◆ **Problem description**
Pull out the lines of the data below verbatim, beginning at the line that contains "Task: pick out wood grain" and ending after the line that contains "<point>118,369</point>".

Dataset rows on where objects appear:

▽

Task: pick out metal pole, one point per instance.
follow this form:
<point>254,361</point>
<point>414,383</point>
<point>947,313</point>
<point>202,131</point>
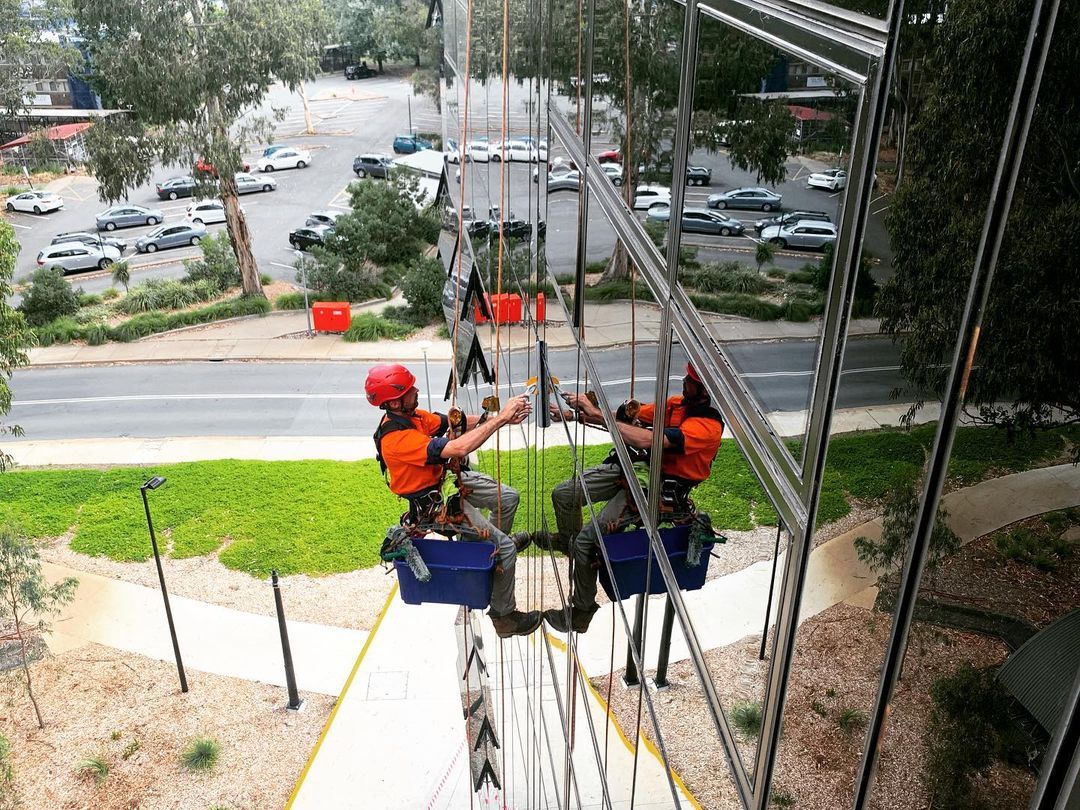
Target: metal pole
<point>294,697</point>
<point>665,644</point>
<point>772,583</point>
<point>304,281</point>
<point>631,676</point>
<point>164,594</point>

△
▽

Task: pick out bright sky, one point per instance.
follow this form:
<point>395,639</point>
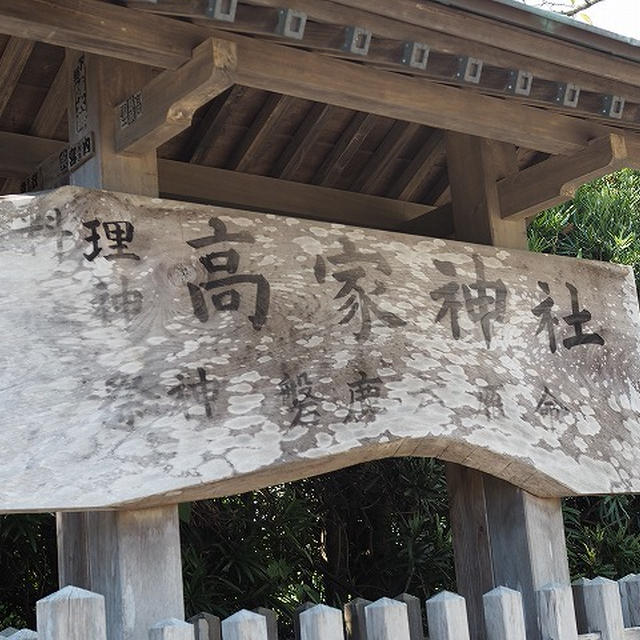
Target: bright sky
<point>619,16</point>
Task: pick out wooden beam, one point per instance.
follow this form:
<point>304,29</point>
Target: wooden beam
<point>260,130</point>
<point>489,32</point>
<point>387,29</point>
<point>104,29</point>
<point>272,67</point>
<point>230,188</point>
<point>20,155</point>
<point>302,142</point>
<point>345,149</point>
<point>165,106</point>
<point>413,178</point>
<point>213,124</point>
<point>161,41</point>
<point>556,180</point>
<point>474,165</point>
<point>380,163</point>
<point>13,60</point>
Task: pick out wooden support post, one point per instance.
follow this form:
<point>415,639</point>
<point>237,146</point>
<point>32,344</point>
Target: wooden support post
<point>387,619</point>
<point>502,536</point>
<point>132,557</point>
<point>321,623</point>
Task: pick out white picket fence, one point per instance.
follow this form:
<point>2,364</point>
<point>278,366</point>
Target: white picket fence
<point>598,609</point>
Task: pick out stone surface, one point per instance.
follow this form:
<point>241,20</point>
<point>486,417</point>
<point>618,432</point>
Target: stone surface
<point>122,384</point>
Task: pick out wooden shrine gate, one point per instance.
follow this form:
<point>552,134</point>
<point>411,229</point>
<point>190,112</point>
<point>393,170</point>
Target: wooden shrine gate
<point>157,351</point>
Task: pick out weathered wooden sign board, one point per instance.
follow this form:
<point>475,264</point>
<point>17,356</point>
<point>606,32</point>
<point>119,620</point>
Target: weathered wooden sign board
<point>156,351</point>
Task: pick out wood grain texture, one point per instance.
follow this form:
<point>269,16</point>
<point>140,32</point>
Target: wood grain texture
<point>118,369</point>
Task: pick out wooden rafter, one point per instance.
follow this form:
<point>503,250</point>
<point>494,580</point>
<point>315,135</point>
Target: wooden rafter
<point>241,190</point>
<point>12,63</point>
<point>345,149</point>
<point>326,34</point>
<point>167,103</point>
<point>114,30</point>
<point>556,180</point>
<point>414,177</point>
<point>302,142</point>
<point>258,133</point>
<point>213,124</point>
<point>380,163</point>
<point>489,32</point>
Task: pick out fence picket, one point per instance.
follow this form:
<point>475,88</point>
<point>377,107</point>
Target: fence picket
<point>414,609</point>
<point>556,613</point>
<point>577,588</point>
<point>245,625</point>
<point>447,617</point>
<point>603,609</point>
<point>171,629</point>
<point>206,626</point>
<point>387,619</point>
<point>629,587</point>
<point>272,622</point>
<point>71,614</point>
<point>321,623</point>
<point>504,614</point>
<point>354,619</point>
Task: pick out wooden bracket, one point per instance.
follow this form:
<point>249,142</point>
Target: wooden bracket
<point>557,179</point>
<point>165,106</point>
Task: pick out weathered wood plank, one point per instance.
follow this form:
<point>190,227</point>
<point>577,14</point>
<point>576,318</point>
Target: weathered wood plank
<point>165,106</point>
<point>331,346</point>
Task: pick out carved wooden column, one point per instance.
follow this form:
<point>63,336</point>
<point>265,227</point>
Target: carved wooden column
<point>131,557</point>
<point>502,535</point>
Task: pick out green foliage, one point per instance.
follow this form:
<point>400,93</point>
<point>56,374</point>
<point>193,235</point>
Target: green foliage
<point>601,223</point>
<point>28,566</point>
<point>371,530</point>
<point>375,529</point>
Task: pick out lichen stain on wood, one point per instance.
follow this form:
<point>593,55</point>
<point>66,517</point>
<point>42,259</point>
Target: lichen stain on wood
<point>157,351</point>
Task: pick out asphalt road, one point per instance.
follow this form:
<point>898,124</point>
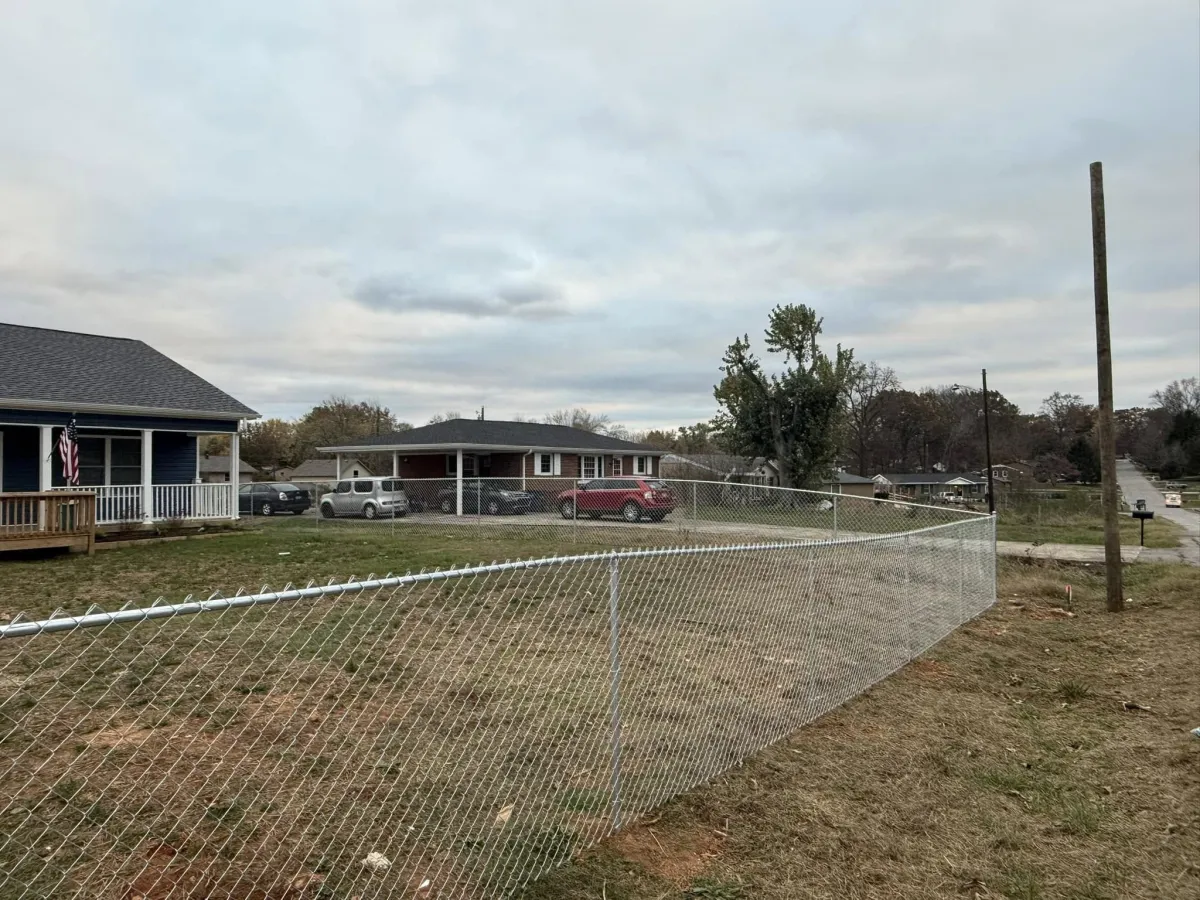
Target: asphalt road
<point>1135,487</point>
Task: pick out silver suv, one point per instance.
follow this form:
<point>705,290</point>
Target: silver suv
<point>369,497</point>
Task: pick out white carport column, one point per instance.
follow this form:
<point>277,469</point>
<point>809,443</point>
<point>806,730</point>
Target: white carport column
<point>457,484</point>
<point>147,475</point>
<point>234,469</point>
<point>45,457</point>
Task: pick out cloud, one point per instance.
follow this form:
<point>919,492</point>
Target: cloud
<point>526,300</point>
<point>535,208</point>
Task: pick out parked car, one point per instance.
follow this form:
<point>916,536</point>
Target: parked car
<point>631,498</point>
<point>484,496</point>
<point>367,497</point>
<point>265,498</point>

△

◆ **Answer to the problem**
Task: pick out wood grain texture, one point per instance.
follow this form:
<point>269,16</point>
<point>140,32</point>
Target: wood grain texture
<point>118,369</point>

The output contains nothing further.